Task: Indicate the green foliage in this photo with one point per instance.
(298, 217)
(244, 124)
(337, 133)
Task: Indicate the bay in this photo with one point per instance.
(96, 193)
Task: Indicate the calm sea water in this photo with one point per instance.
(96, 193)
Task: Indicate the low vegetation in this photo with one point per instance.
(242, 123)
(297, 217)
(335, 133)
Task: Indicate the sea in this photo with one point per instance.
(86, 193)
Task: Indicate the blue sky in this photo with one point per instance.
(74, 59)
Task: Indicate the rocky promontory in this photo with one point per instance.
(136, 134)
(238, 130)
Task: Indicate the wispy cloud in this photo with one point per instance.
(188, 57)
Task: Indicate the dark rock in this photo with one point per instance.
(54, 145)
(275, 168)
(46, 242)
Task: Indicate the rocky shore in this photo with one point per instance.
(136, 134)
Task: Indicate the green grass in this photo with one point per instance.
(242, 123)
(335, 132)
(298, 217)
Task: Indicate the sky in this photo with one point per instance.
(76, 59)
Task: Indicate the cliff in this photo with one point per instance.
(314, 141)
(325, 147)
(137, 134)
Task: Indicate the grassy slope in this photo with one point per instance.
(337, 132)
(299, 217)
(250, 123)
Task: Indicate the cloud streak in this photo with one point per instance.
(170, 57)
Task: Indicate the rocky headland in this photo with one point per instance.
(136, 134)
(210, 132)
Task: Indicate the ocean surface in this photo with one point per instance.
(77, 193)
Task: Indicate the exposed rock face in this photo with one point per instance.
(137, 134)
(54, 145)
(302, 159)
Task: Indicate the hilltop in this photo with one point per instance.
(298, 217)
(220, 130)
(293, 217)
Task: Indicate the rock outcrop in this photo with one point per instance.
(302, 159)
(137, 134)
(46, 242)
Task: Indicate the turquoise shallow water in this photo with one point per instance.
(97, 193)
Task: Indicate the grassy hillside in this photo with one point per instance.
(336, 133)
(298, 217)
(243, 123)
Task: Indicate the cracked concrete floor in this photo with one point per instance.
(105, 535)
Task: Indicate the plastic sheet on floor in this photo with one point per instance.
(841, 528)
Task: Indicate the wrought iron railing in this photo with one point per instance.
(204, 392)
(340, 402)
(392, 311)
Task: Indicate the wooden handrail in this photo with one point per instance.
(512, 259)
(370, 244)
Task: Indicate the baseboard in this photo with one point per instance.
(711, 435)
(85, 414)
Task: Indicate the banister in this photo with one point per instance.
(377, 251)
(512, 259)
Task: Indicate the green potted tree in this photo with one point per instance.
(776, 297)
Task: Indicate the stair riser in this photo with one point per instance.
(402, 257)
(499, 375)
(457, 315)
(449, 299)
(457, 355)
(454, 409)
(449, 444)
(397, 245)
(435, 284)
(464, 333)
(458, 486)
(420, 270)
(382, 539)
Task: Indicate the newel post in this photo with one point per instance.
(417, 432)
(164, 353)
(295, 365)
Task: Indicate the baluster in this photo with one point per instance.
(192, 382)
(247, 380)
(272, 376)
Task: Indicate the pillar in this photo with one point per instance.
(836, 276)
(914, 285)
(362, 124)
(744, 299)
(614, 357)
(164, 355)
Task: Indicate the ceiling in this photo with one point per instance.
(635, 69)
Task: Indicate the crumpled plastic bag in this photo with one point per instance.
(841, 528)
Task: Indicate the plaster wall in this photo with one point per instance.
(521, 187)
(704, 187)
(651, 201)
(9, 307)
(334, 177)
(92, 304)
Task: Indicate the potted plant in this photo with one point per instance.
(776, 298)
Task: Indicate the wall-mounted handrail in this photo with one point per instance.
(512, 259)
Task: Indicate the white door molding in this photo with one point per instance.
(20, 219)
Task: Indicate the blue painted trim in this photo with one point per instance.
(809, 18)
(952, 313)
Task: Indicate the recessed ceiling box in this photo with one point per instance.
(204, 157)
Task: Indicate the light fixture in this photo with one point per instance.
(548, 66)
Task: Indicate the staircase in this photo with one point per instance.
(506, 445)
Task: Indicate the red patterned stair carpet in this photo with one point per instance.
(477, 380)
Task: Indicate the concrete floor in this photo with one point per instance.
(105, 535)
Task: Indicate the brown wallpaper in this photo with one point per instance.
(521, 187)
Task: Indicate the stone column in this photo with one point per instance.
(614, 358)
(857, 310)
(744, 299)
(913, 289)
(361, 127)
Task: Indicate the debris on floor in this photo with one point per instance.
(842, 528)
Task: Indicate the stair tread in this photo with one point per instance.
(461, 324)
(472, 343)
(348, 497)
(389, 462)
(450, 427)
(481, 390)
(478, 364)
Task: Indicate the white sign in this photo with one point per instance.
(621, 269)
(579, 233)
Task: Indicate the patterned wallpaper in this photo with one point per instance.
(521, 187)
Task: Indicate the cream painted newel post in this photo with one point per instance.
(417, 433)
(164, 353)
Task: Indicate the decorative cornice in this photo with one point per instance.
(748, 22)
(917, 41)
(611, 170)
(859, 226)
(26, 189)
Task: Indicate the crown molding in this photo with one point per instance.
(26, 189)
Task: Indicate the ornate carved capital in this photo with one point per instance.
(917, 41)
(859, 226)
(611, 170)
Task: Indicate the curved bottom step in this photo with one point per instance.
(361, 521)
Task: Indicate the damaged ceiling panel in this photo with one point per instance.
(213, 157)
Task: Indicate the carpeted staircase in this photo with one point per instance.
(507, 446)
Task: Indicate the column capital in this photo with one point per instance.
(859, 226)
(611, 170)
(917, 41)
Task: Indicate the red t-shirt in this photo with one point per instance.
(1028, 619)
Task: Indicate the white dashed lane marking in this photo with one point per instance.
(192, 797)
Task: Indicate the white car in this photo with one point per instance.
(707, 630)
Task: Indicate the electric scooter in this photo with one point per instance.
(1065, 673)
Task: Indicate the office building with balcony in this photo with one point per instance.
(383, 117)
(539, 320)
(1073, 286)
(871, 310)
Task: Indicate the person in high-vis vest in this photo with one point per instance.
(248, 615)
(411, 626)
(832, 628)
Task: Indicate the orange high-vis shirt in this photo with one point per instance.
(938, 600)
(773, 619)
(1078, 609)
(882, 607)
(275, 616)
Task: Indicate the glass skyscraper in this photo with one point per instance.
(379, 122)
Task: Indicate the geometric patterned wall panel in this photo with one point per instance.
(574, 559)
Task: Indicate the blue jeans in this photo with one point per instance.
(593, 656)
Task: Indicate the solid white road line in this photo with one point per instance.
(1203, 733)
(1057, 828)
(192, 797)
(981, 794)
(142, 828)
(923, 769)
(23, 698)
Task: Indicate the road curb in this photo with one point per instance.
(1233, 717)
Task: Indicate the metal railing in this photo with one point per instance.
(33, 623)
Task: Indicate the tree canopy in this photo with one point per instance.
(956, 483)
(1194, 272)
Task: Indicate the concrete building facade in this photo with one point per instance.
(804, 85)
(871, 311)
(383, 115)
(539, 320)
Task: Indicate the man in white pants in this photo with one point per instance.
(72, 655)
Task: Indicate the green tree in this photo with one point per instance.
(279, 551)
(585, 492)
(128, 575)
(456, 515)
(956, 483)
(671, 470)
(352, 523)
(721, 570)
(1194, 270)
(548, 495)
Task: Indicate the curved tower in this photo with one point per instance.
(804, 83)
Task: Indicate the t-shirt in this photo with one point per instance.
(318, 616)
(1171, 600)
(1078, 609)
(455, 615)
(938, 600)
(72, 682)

-*-*-

▶ Exercise objective
Send back all of the entries exactly, with nothing missing.

▶ Reply
Task: Indicate the green foliage in this photo with one point per instance.
(298, 217)
(244, 124)
(337, 133)
Task: Indicate the bay in this photo with one point per instance.
(96, 193)
Task: Indicate the calm sea water in this photo with one point per instance.
(96, 193)
Task: Indicate the low vegetation in this photo with one point per instance.
(242, 123)
(297, 217)
(335, 133)
Task: Indicate the sea in this photo with one point per instance.
(86, 193)
Task: Indicate the blue sky in this photo with one point per instance.
(74, 59)
Task: Indicate the rocky promontory in this photo with one point per instance.
(136, 134)
(238, 130)
Task: Indicate the wispy cloud in this photo with one point per instance.
(188, 57)
Task: Indicate the dark rock in this photo with one point per instance.
(54, 145)
(275, 168)
(46, 242)
Task: Indicate the rocky shore in this photo with one point per instance.
(136, 134)
Task: Indicate the green grass in this photo with one point per instance.
(242, 123)
(335, 132)
(298, 217)
Task: Indicate the sky in this photo with one point per instance.
(76, 59)
Task: Indicate the cliff in this photo with one point per instance.
(314, 141)
(325, 147)
(137, 134)
Task: Indicate the grassy slope in this photo with one point per instance.
(337, 132)
(299, 217)
(250, 123)
Task: Indicate the cloud streak in this photo with one point per instance.
(170, 57)
Task: Indicate the rocky headland in this photo with one point per instance.
(136, 134)
(210, 132)
Task: Indicate the ocean surface in this photo with one point per instance.
(77, 193)
Task: Indicate the exposed rock face in this photo with one point per instance.
(137, 134)
(54, 145)
(302, 159)
Task: Indicate the hilltop in this photo with one point per instance.
(298, 217)
(220, 130)
(293, 217)
Task: Indicate the rock outcrop in this photo with one point per instance.
(302, 159)
(137, 134)
(46, 242)
Task: Indicate the turquoise shallow water in this photo with one point per instance.
(97, 193)
Task: Indicate the grassy hillside in this photo with one point per instance.
(336, 133)
(298, 217)
(243, 123)
Task: Indicate the cracked concrete floor in this photo with one point per instance.
(105, 535)
Task: Indicate the plastic sheet on floor in this photo with one point per instance.
(841, 528)
Task: Indicate the wrought iron railing in this photo with one point per instance.
(204, 392)
(340, 402)
(392, 311)
Task: Indicate the wooden handrail in this photo with one point per instance.
(512, 259)
(370, 244)
Task: Indicate the baseboard in this photo with one point per instance.
(711, 435)
(85, 414)
Task: Indicate the banister in this photo with one point per instance.
(377, 251)
(512, 259)
Task: Indicate the green potted tree in this photo with one point per instance.
(776, 297)
Task: Indicate the stair riser in this photo with one point per instance.
(402, 257)
(499, 375)
(457, 315)
(449, 299)
(457, 355)
(454, 409)
(449, 444)
(397, 245)
(435, 284)
(464, 333)
(458, 486)
(420, 270)
(382, 539)
Task: Indicate the newel post in this photo with one point per instance.
(417, 432)
(164, 353)
(295, 365)
Task: Indicate the baluster in this photo with one point per instance.
(192, 382)
(247, 380)
(272, 376)
Task: Indicate the pillar in this photo with one point per instance.
(836, 276)
(914, 285)
(362, 124)
(744, 299)
(614, 357)
(164, 355)
Task: Indicate the ceiling in this photo with one point per instance.
(635, 69)
Task: Indicate the crumpled plastic bag in this photo with one point per instance.
(841, 528)
Task: Indicate the plaster wall in this photo with one point per instance.
(521, 187)
(704, 187)
(651, 201)
(9, 307)
(334, 177)
(92, 304)
Task: Indicate the potted plant in this photo with one point per instance.
(776, 298)
Task: Indicate the wall-mounted handrail in this photo with one point per instance.
(512, 259)
Task: Indicate the white door molding in this photo with one point per instance.
(20, 219)
Task: Indicate the blue painted trim in this photo with one point per instance.
(809, 18)
(952, 313)
Task: Indicate the recessed ceiling box in this photo with one point per instance.
(204, 157)
Task: Indicate the light fixture in this photo with one point per instance.
(548, 66)
Task: Indicate the staircase in this photo with one point per instance.
(506, 445)
Task: Indicate the red patterned stair carpet in this photo with one point per instance.
(477, 380)
Task: Indicate the concrete floor in this photo with one point per instance.
(105, 535)
Task: Indicate the brown wallpaper in this photo with one point per instance.
(521, 187)
Task: Indicate the stone column in this photo with one point per instance.
(614, 358)
(857, 310)
(744, 299)
(913, 289)
(361, 127)
Task: Indicate the debris on floor in this photo with one point per instance.
(842, 528)
Task: Indicate the stair tread in this photo with one point per instance.
(461, 324)
(472, 343)
(348, 497)
(389, 462)
(450, 427)
(481, 390)
(478, 364)
Task: Indicate the white sign in this photo with one point per instance.
(621, 269)
(579, 233)
Task: Indicate the patterned wallpaper in this photo with one point per instance.
(521, 187)
Task: Indicate the cream painted newel post in this photo with one point per instance.
(417, 433)
(164, 353)
Task: Indicate the decorative cornice in this photo with one point per instance.
(748, 22)
(917, 41)
(611, 170)
(859, 226)
(26, 189)
Task: Indicate the crown molding in this photo with one point per instance.
(26, 189)
Task: Indicate the ornate carved capital in this photo with one point per instance.
(917, 41)
(859, 226)
(611, 170)
Task: Indicate the curved bottom step in this photo with one point per instance.
(361, 521)
Task: Indicate the damaged ceiling panel in this photo with one point per instance.
(213, 157)
Task: Indicate the carpeted staircase in this photo with one point per instance.
(507, 446)
Task: Indicate the column capital in this photo with one point per instance.
(859, 226)
(611, 170)
(917, 41)
Task: Indicate the red t-shirt in this photo with one point per instance.
(1028, 619)
Task: Indicate the white dashed lane marking in this photo with one point per instance.
(192, 797)
Task: Indicate the white car in this photo with one point per instance.
(707, 630)
Task: Indicate the electric scooter in this photo with one point per instance.
(1065, 673)
Task: Indicate the office building with balcony in this photo with one point per instance.
(383, 117)
(539, 320)
(1073, 286)
(871, 310)
Task: Indicate the person in high-vis vest in this photo with one point per instance.
(248, 615)
(411, 626)
(832, 628)
Task: Indicate the orange high-vis shirt in this photo with one point per instance.
(938, 600)
(773, 619)
(1078, 609)
(882, 607)
(275, 616)
Task: Indicate the glass skyscraper in this photo with one point per instance.
(379, 122)
Task: Indicate the geometric patterned wall panel in this photo with one point per instance.
(574, 559)
Task: Indicate the blue jeans in this photo with one point per instance.
(593, 656)
Task: Indicate the solid white road line in this photo with one point per instance.
(1203, 733)
(1057, 828)
(192, 797)
(981, 794)
(142, 828)
(923, 769)
(23, 698)
Task: Indicate the road curb in this photo with one point per instance.
(1233, 717)
Task: Indicate the metal railing in this photo with one point per instance.
(33, 623)
Task: Indicate the tree canopy in this photo with one point per instance.
(956, 483)
(1194, 272)
Task: Indicate the concrete building facade in this photo with one point per instance.
(804, 85)
(871, 311)
(383, 115)
(539, 320)
Task: Indicate the man in white pants in this photo with one point per instance.
(72, 655)
Task: Indicate the green tree in this photo with one point per instance.
(279, 551)
(585, 492)
(128, 575)
(456, 515)
(956, 483)
(671, 470)
(352, 523)
(721, 570)
(1194, 270)
(548, 495)
Task: Indicate the curved tower in this photo with one point per instance.
(804, 83)
Task: Indicate the t-shirt in this photo with one point per instance.
(318, 616)
(1171, 600)
(1078, 609)
(455, 615)
(938, 600)
(72, 682)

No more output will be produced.